* **REQUEST**
Pull out every line of text from the data below word for word, leaving the pictures out of your answer.

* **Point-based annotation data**
▽

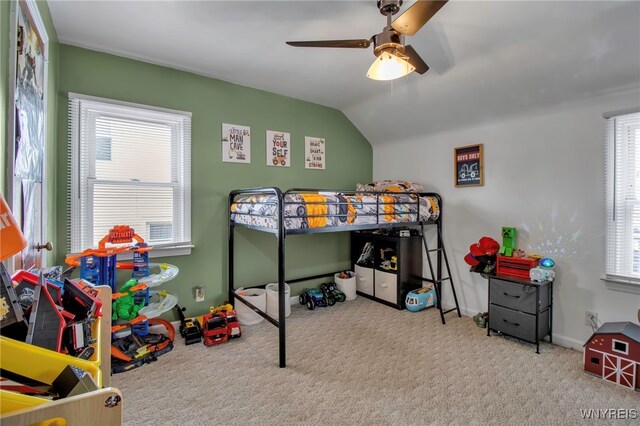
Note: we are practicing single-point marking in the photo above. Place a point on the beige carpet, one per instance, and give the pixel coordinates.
(364, 363)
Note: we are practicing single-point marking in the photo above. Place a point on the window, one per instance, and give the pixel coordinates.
(103, 148)
(621, 347)
(130, 165)
(622, 187)
(160, 232)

△

* **THE RESPONSE**
Note: we are practicing single-point marking in the photo above. Place a point on the beige carpet, one per instance, and give the pixel coordinates.
(364, 363)
Note: we are practicing single-point marking in the photo above. Place a point on the window, one per instance, and give the pixel coordinates.
(103, 148)
(621, 347)
(130, 165)
(622, 187)
(160, 232)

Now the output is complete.